___ Source passage
Moreover, summary judgment motions should be denied if the opposing party presents admissible evidence establishing that there is a genuine issue of fact remaining. See Zuckerman v. City of New York, 49 N.Y.2d 557, 560 (1980). "In determining whether summary judgment is appropriate, the motion court should draw all reasonable inferences in favor of the nonmoving party and should not pass on issues of credibility." Garcia v. J.C. Duggan, Inc., 180 A.D.2d 579, 580 (1st Dept 1992), citing Assaf v. Ropog Cab Corp., 153 A.D.2d 520, 521 (1st Dept 1989). The court's role is "issue-finding, rather than issue-determination." Sillman v. Twentieth Century-Fox Film Corp., 3 N.Y.2d 395, 404 (1957).

Whether this Action is Barred by Res Judicata based upon Paf-Par I

Plaintiff's action is not barred by res judicata based on the decision of the First Department and the Court of Appeals in Paf-Par I. "A dismissal premised on lack of standing is not a dismissal on the merits for res judicata purposes." Pullman Group, LLC v. Prudential Ins. Co. of America, 297 A.D.2d 578 (1 st Dept 2002); see also Tong v. Hang Seng Bank, 210 A.D.2d 99, 100 (1st Dept 1994). This holding on res judicata grounds even applies where the court had already dismissed a party's prior action on substantive grounds. Pullman Group, 297 A.D.2d at 578 ("The dismissal of plaintiff's prior action, based on the determination that plaintiff neither owned the intellectual property at issue, nor had an express assignment of the rights thereto is therefore not a bar to the instant action.").

Additionally, "dismissal for...lack of standing...[is] not intended to have any determinative effect 'on the merits' of the action." 10 Weinstein-Korn-Miller, N.Y. Civ. Pract. ¶5011.11, at 50-116 (2d ed.). "Under res judicata, or claim preclusion, a valid final judgment bars future actions between the same parties on the same cause of action. As a general rule, once a claim is brought to a final conclusion, all other claims arising out of the same transaction or series of transactions are barred, even if based upon different theories or if seeking a different remedy" Parker v. Blauvelt Volunteer Fire Co., 93 N.Y.2d 343, 347 (1999).
______
___ Records shown
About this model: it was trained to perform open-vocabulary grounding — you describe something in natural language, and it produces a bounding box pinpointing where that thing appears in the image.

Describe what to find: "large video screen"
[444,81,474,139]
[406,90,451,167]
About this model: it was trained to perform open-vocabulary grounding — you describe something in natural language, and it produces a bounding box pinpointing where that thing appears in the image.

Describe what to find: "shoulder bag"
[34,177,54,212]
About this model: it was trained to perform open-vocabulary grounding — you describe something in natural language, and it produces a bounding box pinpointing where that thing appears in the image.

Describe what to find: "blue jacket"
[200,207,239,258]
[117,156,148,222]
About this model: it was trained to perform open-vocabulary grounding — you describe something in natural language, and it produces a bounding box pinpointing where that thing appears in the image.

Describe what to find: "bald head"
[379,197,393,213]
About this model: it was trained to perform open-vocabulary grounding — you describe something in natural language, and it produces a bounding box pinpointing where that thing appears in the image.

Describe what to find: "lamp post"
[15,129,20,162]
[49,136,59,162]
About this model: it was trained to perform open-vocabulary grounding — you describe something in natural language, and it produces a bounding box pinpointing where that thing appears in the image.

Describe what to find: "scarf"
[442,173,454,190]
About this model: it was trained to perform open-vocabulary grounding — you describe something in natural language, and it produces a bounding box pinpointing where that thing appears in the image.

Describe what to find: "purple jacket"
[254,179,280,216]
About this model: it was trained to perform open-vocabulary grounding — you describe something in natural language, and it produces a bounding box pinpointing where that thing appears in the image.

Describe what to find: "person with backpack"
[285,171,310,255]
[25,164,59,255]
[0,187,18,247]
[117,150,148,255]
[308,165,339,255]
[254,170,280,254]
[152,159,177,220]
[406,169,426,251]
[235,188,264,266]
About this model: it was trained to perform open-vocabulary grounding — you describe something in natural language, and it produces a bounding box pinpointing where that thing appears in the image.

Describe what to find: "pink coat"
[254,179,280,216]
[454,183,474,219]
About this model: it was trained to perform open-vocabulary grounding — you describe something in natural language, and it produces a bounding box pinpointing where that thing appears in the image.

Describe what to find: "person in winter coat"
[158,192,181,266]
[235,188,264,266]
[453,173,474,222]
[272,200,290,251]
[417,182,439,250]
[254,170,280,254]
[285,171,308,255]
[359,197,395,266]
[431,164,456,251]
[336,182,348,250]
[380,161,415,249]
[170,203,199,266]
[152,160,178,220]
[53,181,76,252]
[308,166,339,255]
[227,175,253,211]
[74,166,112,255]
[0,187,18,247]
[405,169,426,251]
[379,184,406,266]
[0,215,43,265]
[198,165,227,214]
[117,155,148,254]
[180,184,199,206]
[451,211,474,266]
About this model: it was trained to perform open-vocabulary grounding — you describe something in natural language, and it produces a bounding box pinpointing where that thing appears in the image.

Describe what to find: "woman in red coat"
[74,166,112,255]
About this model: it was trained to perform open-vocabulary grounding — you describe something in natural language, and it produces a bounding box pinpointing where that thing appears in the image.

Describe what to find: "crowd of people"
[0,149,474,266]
______
___ Records shown
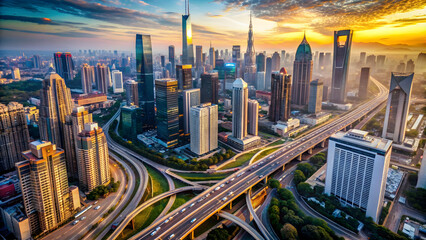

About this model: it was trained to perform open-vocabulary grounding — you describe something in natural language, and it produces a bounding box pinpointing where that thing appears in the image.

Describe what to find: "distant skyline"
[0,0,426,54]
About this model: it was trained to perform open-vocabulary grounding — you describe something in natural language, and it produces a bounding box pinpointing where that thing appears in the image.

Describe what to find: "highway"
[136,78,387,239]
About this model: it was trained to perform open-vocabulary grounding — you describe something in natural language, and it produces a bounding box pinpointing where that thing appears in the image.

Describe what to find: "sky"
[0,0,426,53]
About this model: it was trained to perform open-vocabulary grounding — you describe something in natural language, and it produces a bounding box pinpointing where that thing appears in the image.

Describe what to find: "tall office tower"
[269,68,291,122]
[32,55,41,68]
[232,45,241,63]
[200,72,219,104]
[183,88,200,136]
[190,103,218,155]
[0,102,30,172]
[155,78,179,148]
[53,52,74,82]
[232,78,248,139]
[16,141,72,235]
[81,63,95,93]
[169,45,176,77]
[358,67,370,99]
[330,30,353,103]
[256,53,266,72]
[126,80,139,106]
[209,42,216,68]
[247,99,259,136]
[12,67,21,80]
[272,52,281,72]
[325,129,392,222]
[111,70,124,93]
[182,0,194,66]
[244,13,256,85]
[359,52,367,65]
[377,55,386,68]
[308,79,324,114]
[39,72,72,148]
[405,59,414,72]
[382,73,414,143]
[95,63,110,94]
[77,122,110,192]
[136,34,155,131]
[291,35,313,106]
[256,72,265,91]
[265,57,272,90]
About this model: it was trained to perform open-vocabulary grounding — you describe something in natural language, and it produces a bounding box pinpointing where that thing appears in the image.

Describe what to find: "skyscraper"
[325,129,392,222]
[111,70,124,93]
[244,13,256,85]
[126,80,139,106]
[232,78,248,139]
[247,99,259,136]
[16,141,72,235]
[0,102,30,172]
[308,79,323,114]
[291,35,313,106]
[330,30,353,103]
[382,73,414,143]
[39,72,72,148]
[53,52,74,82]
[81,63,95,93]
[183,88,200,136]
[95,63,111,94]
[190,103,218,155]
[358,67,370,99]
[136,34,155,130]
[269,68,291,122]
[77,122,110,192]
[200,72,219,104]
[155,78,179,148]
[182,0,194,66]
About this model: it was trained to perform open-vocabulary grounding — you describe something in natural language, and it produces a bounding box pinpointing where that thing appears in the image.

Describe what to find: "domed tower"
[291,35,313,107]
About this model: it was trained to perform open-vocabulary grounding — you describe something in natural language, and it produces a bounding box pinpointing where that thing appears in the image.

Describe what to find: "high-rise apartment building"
______
___ Records shown
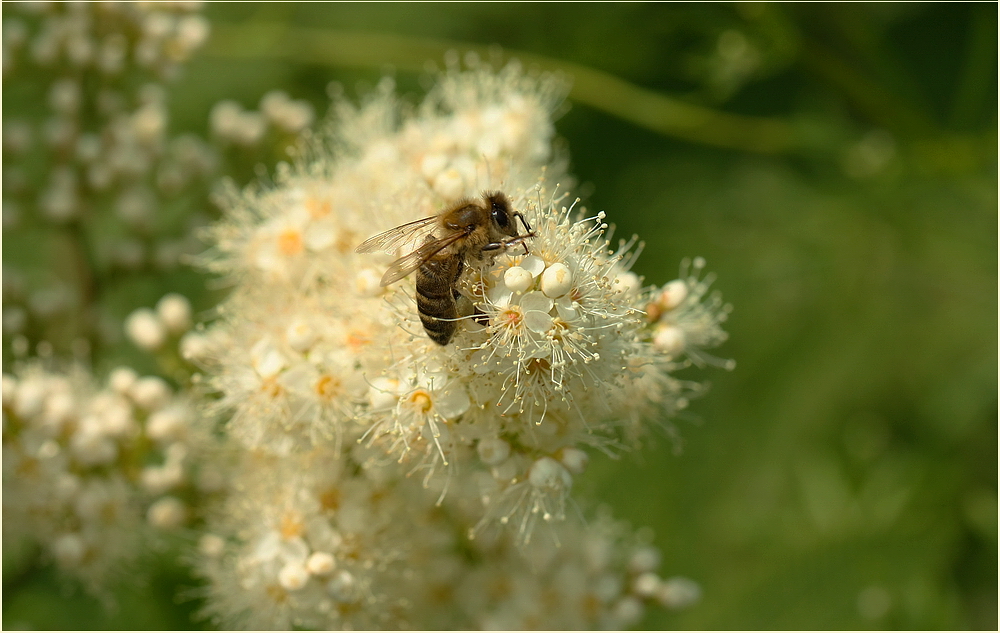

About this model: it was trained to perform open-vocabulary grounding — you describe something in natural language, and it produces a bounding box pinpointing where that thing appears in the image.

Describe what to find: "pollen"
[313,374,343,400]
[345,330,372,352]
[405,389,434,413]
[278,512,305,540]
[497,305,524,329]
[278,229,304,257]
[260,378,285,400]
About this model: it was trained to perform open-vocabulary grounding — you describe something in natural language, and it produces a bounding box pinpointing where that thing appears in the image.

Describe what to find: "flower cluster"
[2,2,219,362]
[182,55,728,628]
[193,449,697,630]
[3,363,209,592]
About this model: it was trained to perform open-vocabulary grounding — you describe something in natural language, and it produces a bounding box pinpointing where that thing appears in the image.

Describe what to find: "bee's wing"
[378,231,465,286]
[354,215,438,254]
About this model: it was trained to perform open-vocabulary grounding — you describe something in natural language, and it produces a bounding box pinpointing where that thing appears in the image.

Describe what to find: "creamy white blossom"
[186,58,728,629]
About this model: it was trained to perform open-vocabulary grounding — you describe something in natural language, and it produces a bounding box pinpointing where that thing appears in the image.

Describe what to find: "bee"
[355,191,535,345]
______
- [Task statement] Continue the court opinion on res judicata from where it stops.

- [Written reply]
Defendant's reliance on Landau v. LaRossa, Mitchell & Ross, 862 N.Y.S.2d 316 (2008), is misplaced. The Court of Appeals in Landau held that "when the disposition of a case is based upon a lack of standing only, the lower courts have not yet considered the merits of the claim." Id. at 384, citing Matter of Schulz v. State of New York, 81 N.Y.2d 336, 347 (1993). Similarly, "once a claim is brought to a final conclusion, all other claims arising out of the same transaction or series of transactions are barred." O'Brien v. City of Syracuse, 54 N.Y.2d 353 (1981); see also Toscano v. 4B's Realty VII Southampton Brick & Tile, LLC, 84 A.D.3d 780 (2d Dept 2011); Hoffer v. Bank of America, N.A., 136 A.D.3d 750 (2d Dept 2016). "A dismissal premised on lack of standing is not a dismissal on the merits for res judicata purposes." Tap Holdings, LLC v. Orix Fin. Corp., 109 A.D.3d 167, 177 (1st Dept 2013) quoting Tico, Inc. v. Borrok, 57 A.D.3d 302 (1st Dept 2008). "If applied too rigidly, res judicata has the potential to work considerable injustice. 'In properly seeking to deny a litigant two days in court, courts must be careful not to deprive him of one.'" Landau, 862 NY.S.2d at 320, quoting Matter of Reilly v. Reid, 45 N.Y.2d 24, 28 (1978).

Here, it is unclear whether the claim was brought to a final conclusion. When a dismissal for lack of standing should have been granted, courts may be precluded from issuing judicial decisions on the merits, as the decisions "can have no immediate effect and may never resolve anything." Hirschfeld v. Hogan, 60 A.D.3d 728, 729 (2d Dept 2009). It is clear that Plaintiff lacked standing in Paf-Par I. Thus, without obtaining the proper documentation to establish proper standing, the decision of the First Department would fail to resolve the matter. The First Department held that the language of the guaranty "[could not] operate to make the guarantor liable for more than what the primary obligor was obligated to pay and did pay." Paf-Par LLC v. Silberberg, 118 A.D.3d 446, 446 (1st Dept 2014). However, the Court of Appeals ruled that Paf-Par failed to establish standing but remained silent as to whether its decision operated as an affirmance of the First Department's ruling on the guaranty. Following the clear policy set forth, supra, this court will not deprive Plaintiff its day in court.

Defendant's contention that there is specific language that the Court of Appeals would have used if it intended to limit its affirmance to a holding on the standing issue is misguided. See Def. Opp. Memo., p. 4. This court is unaware of any language indicating that the Court of Appeals limits its affirmance to a holding on the standing issue but not on the merits of the case.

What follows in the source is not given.